Lanjutkan teks tentang posisi kontrol guru dan segitiga restitusi di bawah ini, mulai setelah kalimat terakhirnya.

- [TEKS DOKUMEN]
▼
Posisi Kontrol Guru dan Segitiga Restitusi
Dalam upaya melaksanakan disiplin positif, guru memiliki beberapa pilihan posisi kontrol. Diane Gossen dalam bukunya Restitution-Restructuring School Discipline (1998) mengemukakan bahwa guru perlu meninjau kembali penerapan disiplin di dalam ruang-ruang kelas mereka selama ini. Gossen menyimpulkan ada lima posisi yang bisa diterapkan guru dalam mengontrol para murid. Kelima posisi kontrol tersebut adalah Penghukum, Pembuat Rasa Bersalah, Teman, Pemantau dan Manajer.
Dalam mengontrol para murid, guru harus berupaya secara bertahap untuk memposisikan diri dalam tingkatan manajer. Dalam posisi manajer guru menuntun murid untuk mencari solusi atas kekurangan atau permasalahan yang dihadapi murid. Guru juga perlu menuntun murid untuk menjadi manajer bagi dirinya sendiri. Dalam posisi manajer, guru mengajak murid untuk menganalisis kebutuhan dirinya dan kebutuhan orang lain.
Kesalahan yang dilakukan murid merupakan bagian dari proses pembelajaran. Oleh karenanya, yang menjadi fokus utama bukan hukuman apa yang harus diterima murid atau konsekuensi yang harus dijalani murid, tetapi murid bersama guru secara bersama-sama berkolaborasi memperbaiki kesalahan yang ada. Tentu saja dengan penuh kesadaran karena langkah perbaikannya sesui dengan nilai yang diyakini oleh murid.
Sebagai seorang manajer, guru harus sudah menguasai keterampilan dalam posisi sebagai teman dan pemantau. Hal ini karena suatu ketika peran sebagai teman dan pemantau itu sesekali masih dibutuhkan guru ketika mengambil posisi sebagai manajer. Dalam posisi sebagai pemantau guru fokus pada peraturan dan konsekuensi atau sanksinya. Sementara itu dalam posisi sebagai teman hubungan antara guru dan murid lebih akrab. Murid biasanya mengandalkan atau meletakkan kepercayaan yang tinggi kepada guru.
▲
- [CUPLIKAN SUMBER]
▼
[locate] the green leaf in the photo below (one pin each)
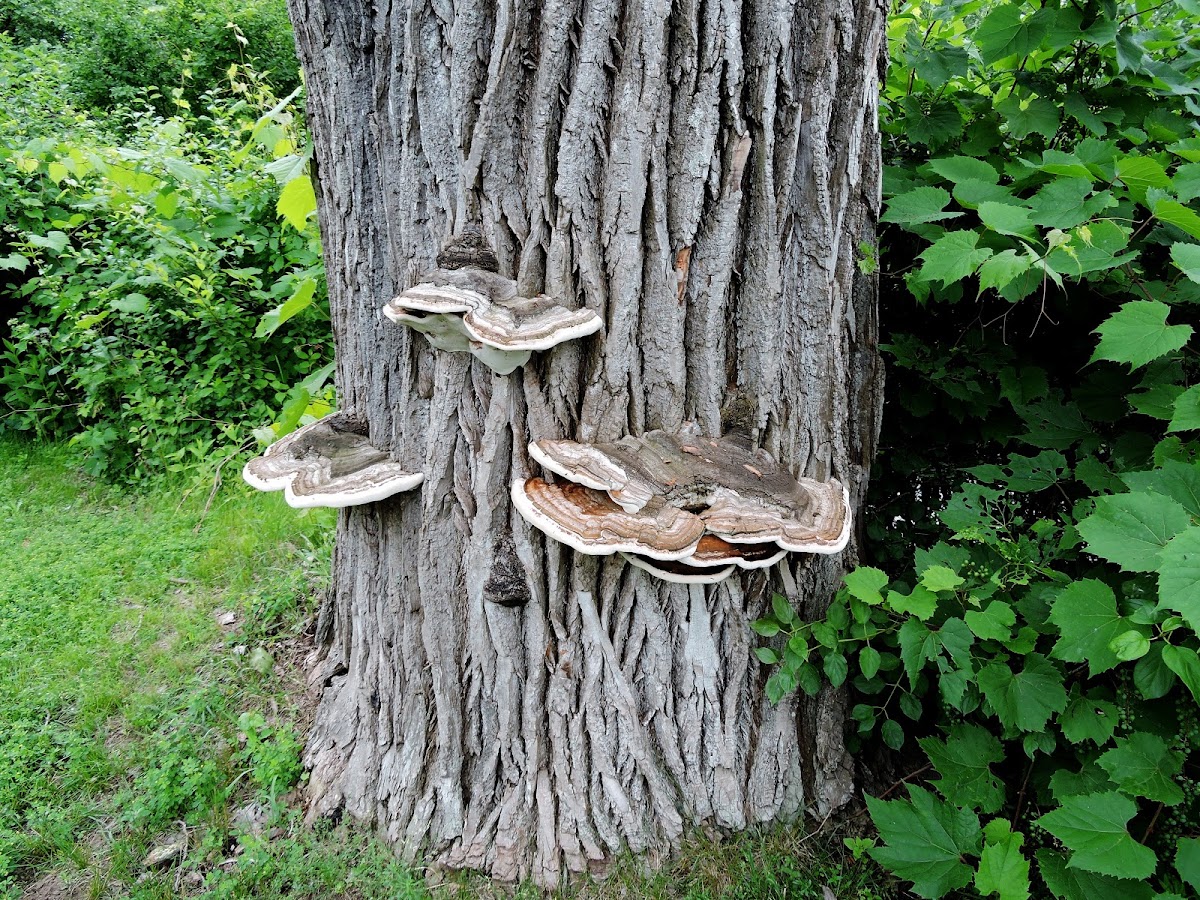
▲
- [HASIL TUGAS]
Dalam posisi sebagai manajer saat berhadapan dengan siswa yang melakukan kesalahan sebenarnya bisa dijabarkan ke dalam tiga langkah restitusi. Ketiga langkah restitusi yang dimaksud adalah (1) menstabilkan identitas, (2) validasi tindakan yang salah/validasi kebutuhan (3) menanyakan keyakinan. Dalam kondisi emosi yang tidak stabil, seorang murid harus distabilkan, dibuat tenang, Â dan dikembalikan ke dalam identitas sukses, bukan identitas gagal. Dalam langkah validasi tindakan yang salah, murid dituntun untuk menyadari bahwa tindakan yang dilakukan memang tindakan yang tidak tepat atau salah. Bersamaan dengan itu guru juga memvalidasi kebutuhan murid yang belum tercukupi yang menjadi latar belakang tindakannya.
Terakhir, guru bertanya tentang keyakinan kelas atau keyakinan sekolah apa yang dilupakan atau yang perlu ditingkatkan. Dengan kembali menyadari keyakinan kelas yang berisi nilai-nilai kebajikan universal, kita berharap murid akan kembali melakukan perbuatan yang semestinya. Dengan cara seperti itu, perubahan yang terjadi akan muncul dari kesadaran diri siswa yang bersangkutan.
Dalam sebuah refleksi di pelatihan elaborasi pemahaman, kebanyakan guru menyatakan bahwa mereka masih berada pada posisi kontrol sebagai penghukum. Posisi sebagai penghukum adalah posisi kontrol terendah dari lima posisi kontrol yang dikemukakan oleh Diane Gossen. Saya pribadi, di awal-awal sebagai pendidik juga melakukan hal yang sama. Namun demikian, posisi sebagai penghukum itu sungguh melelahkan secara psikis karena kita harus mengambil posisi berlawanan, berhadap-hadapan dengan siswa. Â Dalam perkembangan berikutnya saya sering memilih posisi sebagai teman demi kenyamanan. Ternyata itu pun belum cukup. Yang ideal adalah posisi sebagai manajer. Itu pula yang diidam-idamkan oleh para guru setelah menerima pelatihan ini. Demikian juga dengan saya.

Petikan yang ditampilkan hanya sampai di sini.